* _TEXT PROVIDED_:
====

In comparing bisexual and heterosexual individuals, there were insufficient data using LGBTQ convenience samples for analysis. Effects for population-based and non-LGBTQ convenience samples were similar (for continuous measures of current depression symptoms, population based: SMD = 0.44; 95% CI: 0.36, 0.52; I2 = 13.5%; non-LGBTQ convenience samples: SMD = 0.42; 95% CI: 0.34, 0.50; I2 = 0%; for binary measures of current depression, population based: OR = 3.01; 95% CI: 2.42, 3.75; I2 = 87.2%; LGBTQ convenience samples: OR = 1.16; 95% CI: 0.78, 1.73; I2 = 21.2%; non-LGBTQ convenience samples: OR = 1.43; 95% CI: 1.18, 1.74; I2 = 0%). There were insufficient data reporting on continuous measures of current anxiety symptoms to compare sampling approaches between bisexual and heterosexual people.

Effects of bisexual definition

As shown in , the studies included in this review very predominantly defined bisexuality on the basis of self-identification. For continuous measures of current depression symptoms, the 14 studies using an identity-based definition yielded a pooled SMD between bisexual and lesbian/gay groups of 0.24 (95% CI: 0.17, 0.30; I2 = 49.1%). In comparison, the four studies that used an attraction-based definition yielded a pooled SMD between bisexual and lesbian/gay groups of 0.08 (95% CI: −0.11, 0.27; I2 = 45.8%). Notably, three of these four attraction-based studies were of adolescent samples, with the fourth reporting data from a follow-up wave of participants initially recruited during adolescence. Using binary indicators of current depression, there was no apparent difference between estimates based on identity versus attraction definitions (identity: OR = 1.48; 95% CI: 1.21, 1.81; I2 = 75.1%; attraction: OR = 1.38; 95% CI: 1.20, 1.60; I2 = 0%). For the depression outcomes, none of the included studies reporting a lesbian/gay comparison group used a behavioral definition of bisexuality.

In comparing continuous current depression scores between bisexual and heterosexual groups across these three definitions of bisexuality, the pooled SMD was very comparable between identity-based and attraction-based definitions but lower for the two studies that used a behavioral definition (identity based: SMD = 0.43; 95% CI: 0.37, 0.50; I2 = 0.01%; attraction based: SMD = 0.43; 95% CI: 0.33, 0.54; I2 = 24.1%; behavior based: SMD = 0.21; 95% CI: −0.04, 0.45; I2 = 0%). Using binary indicators of current depression, behavior-based studies also reported a smaller effect (identity based: OR = 2.30; 95% CI: 1.77, 2.97; I2 = 89.5%; attraction based: OR = 4.73; 95% CI: 3.91, 5.72; I2 = 0%; behavior based: OR = 1.43; 95% CI: 1.18, 1.74; I2 = 0%).

====

* _INFORMATION SUPPLIED_:
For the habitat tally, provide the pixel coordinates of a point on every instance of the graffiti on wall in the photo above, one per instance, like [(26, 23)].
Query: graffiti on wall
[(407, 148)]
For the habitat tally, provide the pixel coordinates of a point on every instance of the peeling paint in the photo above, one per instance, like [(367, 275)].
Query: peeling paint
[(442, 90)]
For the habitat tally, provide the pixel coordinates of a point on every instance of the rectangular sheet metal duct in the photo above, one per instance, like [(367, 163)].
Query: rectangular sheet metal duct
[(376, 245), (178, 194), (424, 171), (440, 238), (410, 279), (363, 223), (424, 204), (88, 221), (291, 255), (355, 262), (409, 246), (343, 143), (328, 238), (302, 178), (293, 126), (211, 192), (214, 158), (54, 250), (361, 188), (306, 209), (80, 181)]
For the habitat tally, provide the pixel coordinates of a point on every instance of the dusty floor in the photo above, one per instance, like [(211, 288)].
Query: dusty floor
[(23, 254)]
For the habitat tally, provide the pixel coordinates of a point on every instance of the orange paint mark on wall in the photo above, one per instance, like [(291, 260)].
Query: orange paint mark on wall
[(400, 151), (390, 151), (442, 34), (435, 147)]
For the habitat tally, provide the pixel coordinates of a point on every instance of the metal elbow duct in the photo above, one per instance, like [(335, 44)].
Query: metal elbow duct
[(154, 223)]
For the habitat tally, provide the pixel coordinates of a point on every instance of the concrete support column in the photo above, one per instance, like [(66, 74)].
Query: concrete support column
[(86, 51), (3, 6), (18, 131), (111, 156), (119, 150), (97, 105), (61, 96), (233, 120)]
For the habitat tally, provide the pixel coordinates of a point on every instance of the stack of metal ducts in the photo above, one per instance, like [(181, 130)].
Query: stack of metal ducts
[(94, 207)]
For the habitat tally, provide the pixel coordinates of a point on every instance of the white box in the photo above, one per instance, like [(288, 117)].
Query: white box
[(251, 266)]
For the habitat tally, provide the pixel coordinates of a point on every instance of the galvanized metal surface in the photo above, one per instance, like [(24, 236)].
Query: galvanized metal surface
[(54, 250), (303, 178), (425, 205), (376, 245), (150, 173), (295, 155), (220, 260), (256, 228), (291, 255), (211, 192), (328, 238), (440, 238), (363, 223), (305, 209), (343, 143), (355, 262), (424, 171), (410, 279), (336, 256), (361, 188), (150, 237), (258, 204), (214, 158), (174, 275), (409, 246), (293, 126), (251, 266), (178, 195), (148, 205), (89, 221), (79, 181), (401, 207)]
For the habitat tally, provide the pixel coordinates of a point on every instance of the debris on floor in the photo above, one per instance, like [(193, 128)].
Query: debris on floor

====

* _YOUR OBJECTIVE_: Extend the meta-analysis text on depression in bisexual, lesbian/gay, and heterosexual groups, starting after its final sentence.

* _THE ANSWER_:
Summary

Across both outcomes (depression and anxiety) operationalized in a variety of ways (e.g., as a continuous measure of current symptoms; as a lifetime diagnosis), our analysis suggests a consistent pattern of lowest rates of depression/anxiety among heterosexual people, while bisexual people exhibit higher or equivalent rates in comparison to lesbian/gay people. Gender/sex and age both appear to be important moderators of the relationship between bisexuality and mental health. While there is no consistent pattern with respect to sampling type, there is some evidence that identity-based definitions yield disparities of greater magnitude than do attraction-based definitions. In the section that follows, we draw from empirical and theoretical literature to try to understand and explain these findings.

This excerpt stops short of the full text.